Problem to solve -> In the share application instructions below, rewrite the paragraph that begins "A cheque will be processed on the day of receipt" as a short bulleted list that keeps its main facts.

A cheque or money order must be made payable to Cazaly Resources Limited, in Australian currency and crossed Not Negotiable. The cheque must be drawn on an Australian branch of a financial institution. Please ensure you submit the correct amount. An incorrect payment may result in the Application being rejected. Complete cheque details in the boxes provided.
A cheque will be processed on the day of receipt and as such, sufficient cleared funds must be held in your account as cheques returned unpaid may not be re-presented and may result in your Application being rejected. Paperclip (do not staple) your cheque or money order to the Application Form. Cash will not be accepted. A receipt for payment will not be provided.
Contact Details
Enter the name of a contact person and telephone number. These details will only be used in the event that the registry has a query regarding this Application Form.
Lodgement of Application
The Company must receive the Application at the address below no later than 5:00pm WST on 17 November 2016. You should allow sufficient time for this to occur. The Applicant should return the Application Form with a cheque or money order attached.
The Company accepts any responsibility if you lodge your Application Form at any other address or by any other means.
Privacy Statement
Personal information is collected on this Application Form by Advanced Share Registry Ltd, as registrar for securities issuers (“the issuer”), for the purpose of maintaining registers of security holders, facilitating distribution payments and other corporate actions and communications. Your personal information may be disclosed to our related bodies corporate, to external service companies such as print or mail service providers, or as otherwise required or permitted by law. If you would like details of your personal information held by Advanced Share Registry Ltd, or you would like to correct information that is inaccurate, incorrect or out of date, please contact Advanced Share Registry Ltd. In accordance with the Corporations Act 2001 (Cth), you may be sent material (including marketing material) approved by the issuer in addition to general corporate communications. You may elect not to receive marketing material by contacting Advanced Share Registry Ltd. You can contact Advanced Share Registry Ltd using the details provided on the front of this Application Form.

Data ->
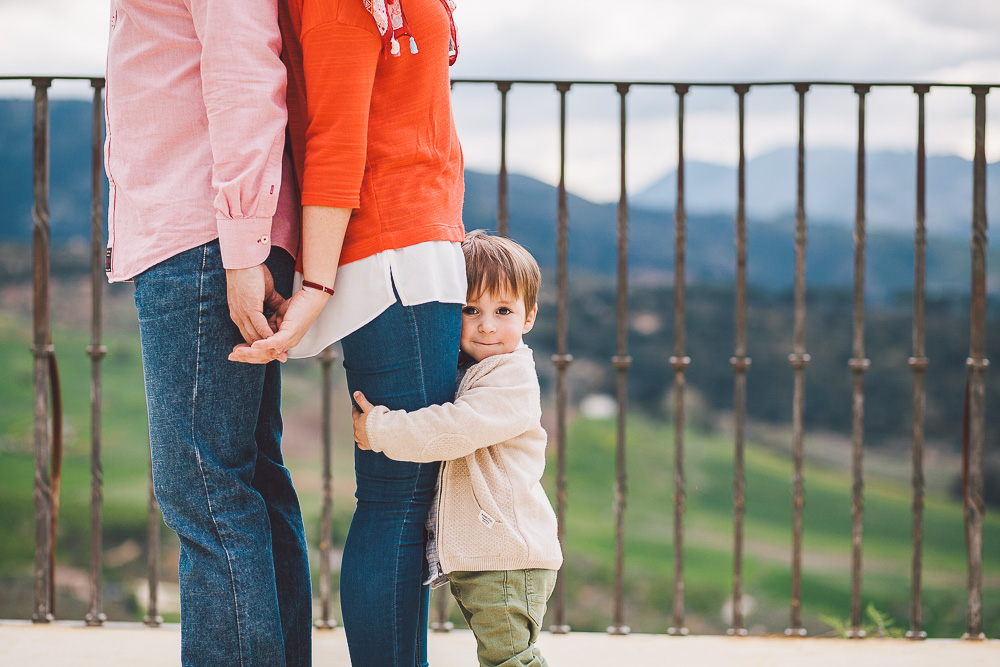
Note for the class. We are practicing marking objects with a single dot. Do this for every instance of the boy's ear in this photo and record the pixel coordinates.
(529, 320)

Output for this exercise ->
- Cheques are processed on the day they arrive, so your account must hold enough cleared funds.
- A cheque returned unpaid may not be re-presented, and your Application may then be rejected.
- Attach your cheque or money order to the Application Form with a paperclip, not a staple.
- Cash is not accepted.
- No receipt will be provided for the payment.